Give the lines again exactly, from the one holding "Target: wooden fence railing" to the last line of the listing below, both ends included and nothing added.

-- MATERIAL FOR THIS EXERCISE follows --

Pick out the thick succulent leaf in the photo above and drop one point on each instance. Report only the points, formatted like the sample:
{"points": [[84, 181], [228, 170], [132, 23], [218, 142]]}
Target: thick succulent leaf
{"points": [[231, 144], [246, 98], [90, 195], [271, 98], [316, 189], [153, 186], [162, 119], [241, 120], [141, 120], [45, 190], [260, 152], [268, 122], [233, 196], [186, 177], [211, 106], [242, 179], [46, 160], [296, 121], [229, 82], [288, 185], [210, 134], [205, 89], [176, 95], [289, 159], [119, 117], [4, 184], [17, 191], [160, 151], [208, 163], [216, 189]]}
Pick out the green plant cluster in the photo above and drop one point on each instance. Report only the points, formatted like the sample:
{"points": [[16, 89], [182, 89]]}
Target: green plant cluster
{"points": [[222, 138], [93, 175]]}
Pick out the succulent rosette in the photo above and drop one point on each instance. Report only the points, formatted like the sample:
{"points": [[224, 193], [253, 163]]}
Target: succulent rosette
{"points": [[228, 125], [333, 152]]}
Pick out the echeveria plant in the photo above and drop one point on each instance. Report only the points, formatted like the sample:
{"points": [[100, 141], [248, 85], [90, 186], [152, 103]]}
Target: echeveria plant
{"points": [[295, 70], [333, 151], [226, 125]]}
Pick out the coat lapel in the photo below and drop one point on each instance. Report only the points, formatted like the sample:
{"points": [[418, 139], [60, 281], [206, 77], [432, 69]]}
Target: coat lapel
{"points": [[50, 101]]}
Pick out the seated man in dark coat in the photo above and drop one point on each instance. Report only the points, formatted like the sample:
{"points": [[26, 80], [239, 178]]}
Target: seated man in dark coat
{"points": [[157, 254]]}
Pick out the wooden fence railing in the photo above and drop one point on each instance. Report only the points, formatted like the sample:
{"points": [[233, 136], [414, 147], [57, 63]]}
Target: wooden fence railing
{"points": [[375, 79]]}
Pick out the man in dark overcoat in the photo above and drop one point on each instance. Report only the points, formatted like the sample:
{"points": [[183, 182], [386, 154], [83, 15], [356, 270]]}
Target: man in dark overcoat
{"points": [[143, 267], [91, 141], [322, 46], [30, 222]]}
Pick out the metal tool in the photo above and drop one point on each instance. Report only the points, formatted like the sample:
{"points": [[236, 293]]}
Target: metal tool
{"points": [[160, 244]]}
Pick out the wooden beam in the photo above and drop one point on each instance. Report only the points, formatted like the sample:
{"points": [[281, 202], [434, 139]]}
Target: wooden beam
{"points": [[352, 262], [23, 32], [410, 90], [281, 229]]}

-- MATERIAL FOR THIS EXERCISE concluded --

**RESULT OF THIS EXERCISE:**
Target: wooden fence railing
{"points": [[375, 79]]}
Pick out the man in dark overcoat in the photo above and drop one point on each instance. Report only the points, formatted like the sample:
{"points": [[183, 182], [386, 154], [83, 15], [356, 270]]}
Target: man in dark overcoat
{"points": [[143, 267], [91, 141], [322, 46], [30, 222]]}
Pick out the metal tool in the photo above and drop one point on each instance. Report only the points, formatted like the sample:
{"points": [[236, 293]]}
Target: metal tool
{"points": [[160, 244]]}
Pick out the wooden beam in the photo above and drop one point on each instance. Report only the points, formatted like the sample:
{"points": [[281, 202], [434, 139]]}
Target: wooden beam
{"points": [[352, 262], [23, 32], [410, 90], [281, 229]]}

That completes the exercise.